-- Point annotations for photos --
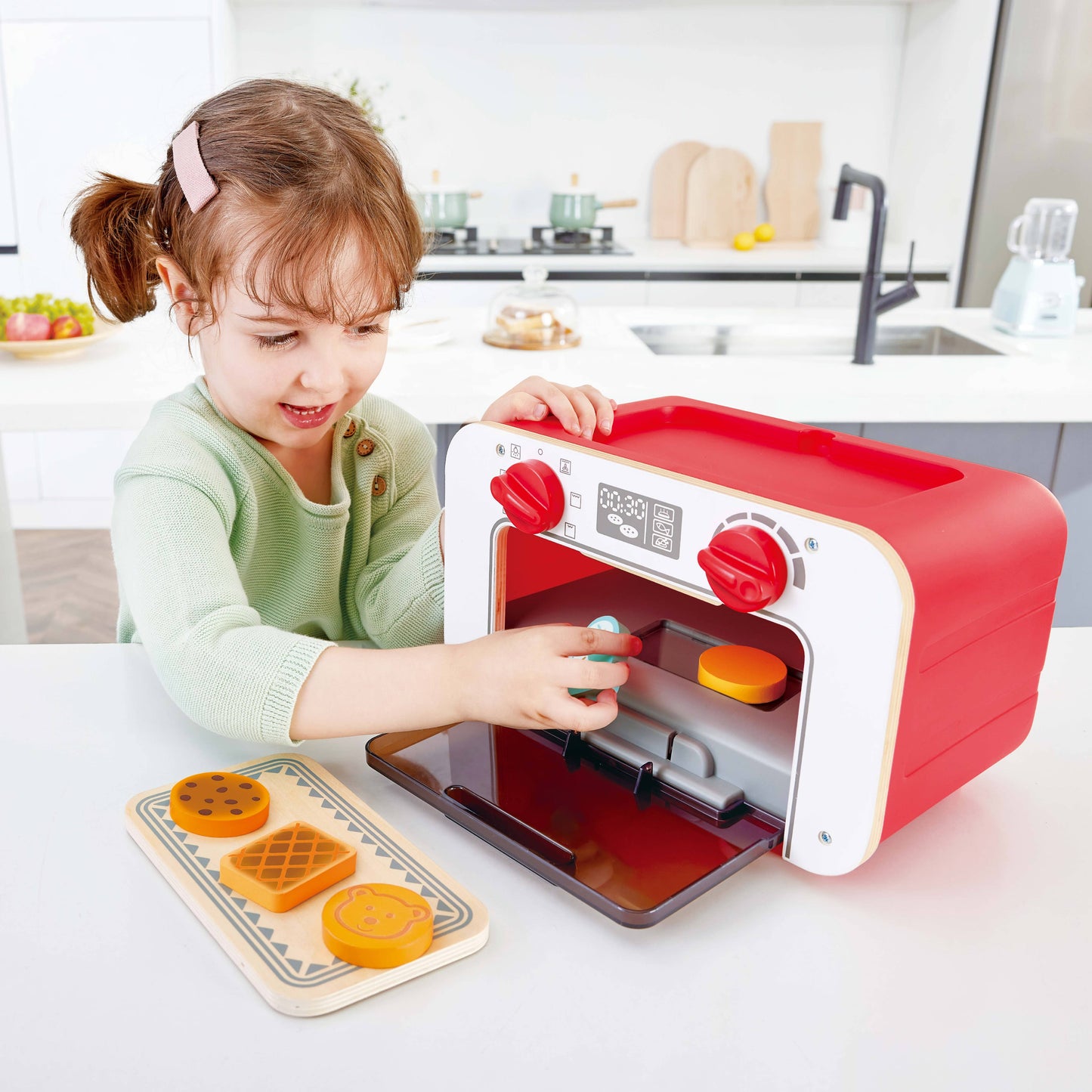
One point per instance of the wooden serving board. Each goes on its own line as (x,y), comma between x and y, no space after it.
(670,173)
(721,198)
(283,954)
(792,187)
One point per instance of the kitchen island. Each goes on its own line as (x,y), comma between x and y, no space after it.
(1028,409)
(956,957)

-- Task details --
Render the lines of all items above as a JSON list of strings, one string per line, skipping blank lines and leaving out the pictures.

-- Full solution --
[
  "One point per instance of the wooden serving board. Each goes on its own line as (x,y), comma between x and y, no space after it.",
  "(670,173)",
  "(721,198)",
  "(283,954)",
  "(792,187)",
  "One point per instance of the kitchen island. Each goes on its own line as (x,y), comma between x and y, no space after it.",
  "(1028,409)",
  "(956,957)"
]